Textauszug:
####################

Autismus zu definieren ist komplex. In der Regel haben die Betroffenen schwache Filter für Außeneindrücke, alles prasselt ohne Unterscheidung auf sie ein, Stimmen zum Beispiel,
eigentlich alle Sinneseindrücke. Die oft Hochintelligenten haben mitunter Defizite im sozialen Miteinander und der Einordnung von Gefühlen – bei sich und anderen. Aber das ist ein unvollkommener Umriss dieses Phänomens. „Kennst du einen Autisten, kennst du nur einen Autisten“, zitiert Andreas Kroßner einen Spruch dazu. In kurz: Keiner ist wie der andere.
So ist es bei den beiden Brüdern. Jannis, der ältere, steht inzwischen auf der Südtribüne – mit Begleitung. „Er hat sich an die Geräuschkulisse gewöhnt“, sagt Vater Kroßner.
Paul, der jüngere Bruder, schätzt den Schutzraum und Mama und Papa an seiner Seite. Paul beobachtet das Spiel still, Jubelarien, Schimpfereien oder andere Fangesten zeigt er nicht. Paul ist der Typ Analytiker, er merkt sich sehr gut Statistiken: wann wer ein Tor geschossen hat und wie die Spiele ausgingen.

####################

Angezeigtes Listing:
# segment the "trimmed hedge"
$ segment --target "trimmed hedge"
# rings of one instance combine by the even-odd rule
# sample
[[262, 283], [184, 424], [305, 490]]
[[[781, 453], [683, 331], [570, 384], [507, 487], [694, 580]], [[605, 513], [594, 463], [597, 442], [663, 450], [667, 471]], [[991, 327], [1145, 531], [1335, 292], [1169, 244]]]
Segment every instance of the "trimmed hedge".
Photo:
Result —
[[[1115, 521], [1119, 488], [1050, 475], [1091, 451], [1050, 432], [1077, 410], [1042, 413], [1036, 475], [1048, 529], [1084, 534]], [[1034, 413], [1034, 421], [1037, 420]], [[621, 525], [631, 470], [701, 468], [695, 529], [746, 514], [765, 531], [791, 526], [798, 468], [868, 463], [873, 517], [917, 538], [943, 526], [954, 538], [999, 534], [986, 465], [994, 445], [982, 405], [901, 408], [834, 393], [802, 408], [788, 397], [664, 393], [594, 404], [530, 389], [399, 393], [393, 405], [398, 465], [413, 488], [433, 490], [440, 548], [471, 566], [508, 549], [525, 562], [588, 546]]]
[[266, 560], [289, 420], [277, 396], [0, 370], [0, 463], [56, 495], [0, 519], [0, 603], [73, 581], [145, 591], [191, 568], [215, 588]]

####################

Aufgabe 1: Was merkt sich Paul laut dem Textauszug über die Brüder Jannis und Paul besonders gut?
Aufgabe 2: Greif den Textauszug über die Brüder Jannis und Paul nach seinem letzten Satz auf und schreib ihn weiter.

Ausgabe 1: Statistiken: wann wer ein Tor geschossen hat und wie die Spiele ausgingen.

Ausgabe 2:
Für den Behindertenbeauftragten Peter Heckmann ist die Autisten-Loge eine Herzensangelegenheit. „Es geht um Teilhabe und Spaß.“Der Zuspruch zeigt, dass er sein Ziel erreicht, nicht nur bei den Preußenfans aus Telgte. „Wir haben Gäste mit Autismus, die 300 Kilometer reisen, um bei uns Fußball zu erleben“, sagt er. Das sei ein Verdienst des Vereins, der ihn immer tatkräftig unterstütze.
Der gelernte Krankenpfleger und seine 30 ehrenamtlichen Helfer sorgen generell dafür, dass Fußballfreunde mit Handicap ins Stadion kommen können. „Wir haben 800 Plätze für Behinderte, von Krebskranken über Gehörlose, Blinde bis zu Rollstuhlfahrern.“Das ist vorbildlich, in dieser Sache ist Arminia Deutscher Meister – und gar ein Schwergewicht im internationalen Fußball.